___ Available data ___

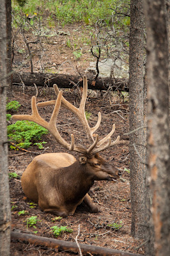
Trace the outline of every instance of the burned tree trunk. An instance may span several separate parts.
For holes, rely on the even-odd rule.
[[[128,91],[128,81],[127,79],[113,79],[109,77],[98,77],[97,81],[91,76],[88,77],[88,89],[107,90],[112,87],[113,90]],[[66,74],[54,74],[47,73],[14,73],[13,75],[14,84],[23,83],[26,86],[33,85],[34,83],[37,86],[43,86],[45,84],[49,87],[57,84],[59,88],[72,88],[75,84],[82,86],[82,77],[79,76]]]
[[[10,255],[10,204],[8,169],[6,99],[6,27],[5,1],[0,4],[0,255]]]
[[[168,33],[166,1],[144,0],[147,32],[146,255],[170,255]]]
[[[129,40],[129,128],[131,234],[143,238],[144,224],[145,134],[144,131],[144,17],[140,0],[130,1]],[[138,128],[141,128],[138,129]]]

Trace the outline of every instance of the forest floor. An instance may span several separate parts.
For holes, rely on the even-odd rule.
[[[72,24],[65,27],[63,30],[68,31],[72,36],[77,35],[77,40],[82,36],[82,25]],[[89,31],[86,29],[88,36]],[[75,35],[73,34],[75,33]],[[29,35],[29,34],[28,34]],[[17,45],[20,48],[24,47],[24,44],[18,36]],[[63,74],[75,74],[79,72],[82,74],[89,66],[90,61],[94,61],[90,56],[89,51],[86,50],[84,45],[81,51],[84,52],[79,60],[75,60],[73,51],[66,46],[66,35],[58,34],[52,37],[55,44],[44,45],[45,56],[44,63],[46,63],[48,68],[52,67],[58,72]],[[71,41],[71,39],[70,39]],[[43,43],[45,44],[45,43]],[[57,46],[56,46],[57,45]],[[88,49],[89,49],[88,47]],[[71,51],[72,50],[72,51]],[[20,63],[22,61],[20,54],[17,52],[15,54],[14,61]],[[34,65],[38,63],[36,58],[34,59]],[[68,60],[68,62],[65,62]],[[70,65],[70,61],[72,64]],[[56,65],[54,65],[55,63]],[[29,64],[24,68],[29,70]],[[36,67],[36,72],[40,71]],[[56,99],[52,88],[44,86],[38,88],[37,100],[39,102]],[[34,86],[24,86],[23,85],[13,86],[12,95],[8,95],[8,102],[17,100],[21,106],[18,113],[31,114],[31,99],[36,94]],[[65,89],[64,97],[71,103],[79,106],[81,97],[76,93],[76,90]],[[86,106],[86,111],[90,113],[89,125],[94,125],[97,121],[98,113],[102,113],[102,122],[98,133],[100,137],[107,134],[112,129],[112,124],[116,124],[116,131],[113,134],[113,140],[120,135],[121,140],[128,140],[125,133],[128,131],[128,104],[125,102],[123,99],[118,94],[109,94],[105,97],[100,92],[97,92],[95,98],[89,96]],[[49,120],[52,112],[52,107],[40,108],[42,117]],[[8,124],[13,123],[9,121]],[[82,127],[75,116],[68,110],[61,108],[59,111],[58,124],[61,125],[59,128],[62,137],[70,141],[71,133],[75,134],[77,143],[81,142],[87,145]],[[46,141],[44,149],[40,150],[37,146],[33,145],[28,152],[22,150],[9,150],[9,172],[16,172],[20,177],[27,166],[37,154],[47,152],[66,152],[55,141],[52,135],[44,135],[42,141]],[[77,158],[77,153],[73,154]],[[20,179],[10,179],[10,196],[12,204],[12,230],[20,230],[21,232],[31,234],[43,237],[55,238],[51,227],[58,225],[67,226],[72,230],[72,233],[63,232],[57,238],[64,241],[75,242],[78,234],[79,227],[80,234],[78,237],[79,243],[84,243],[108,248],[114,248],[124,252],[144,254],[144,248],[137,248],[143,243],[141,240],[136,240],[130,236],[131,210],[130,195],[130,175],[129,175],[129,155],[128,147],[126,145],[116,145],[111,149],[107,149],[101,154],[101,156],[121,170],[122,178],[116,183],[106,181],[95,182],[93,188],[95,195],[93,200],[98,205],[100,211],[98,213],[90,213],[88,207],[83,203],[79,205],[73,216],[66,218],[55,219],[55,216],[50,213],[43,212],[37,205],[33,205],[29,198],[25,196],[21,187]],[[19,212],[25,211],[27,214],[19,214]],[[31,216],[37,216],[38,221],[35,227],[27,225],[27,220]],[[118,228],[116,228],[118,225]],[[47,248],[44,246],[35,246],[27,243],[12,240],[11,243],[11,255],[72,255],[75,253],[71,252],[58,252],[57,249]],[[92,254],[87,253],[88,255]]]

___

**What the task asks**: Reproduce the records word for word, from their start down through the line containing "[[[168,33],[166,1],[144,0],[147,32],[146,255],[170,255]]]", with that line included. Leave the pictures out.

**Result for this exercise**:
Trace the outline of every instance of the burned tree trunk. An instance may span several separate parts.
For holes, rely on the even-odd rule.
[[[128,91],[128,81],[127,79],[113,79],[109,77],[98,77],[97,81],[91,76],[88,77],[88,89],[107,90],[112,87],[113,90]],[[66,74],[54,74],[47,73],[14,73],[13,75],[14,84],[23,83],[26,86],[33,85],[34,83],[37,86],[43,86],[45,84],[49,87],[57,84],[59,88],[72,88],[75,84],[82,86],[82,77],[79,76]]]
[[[10,255],[10,204],[8,169],[6,99],[6,27],[5,1],[0,4],[0,255]]]
[[[168,33],[166,1],[144,0],[147,32],[146,255],[170,255]]]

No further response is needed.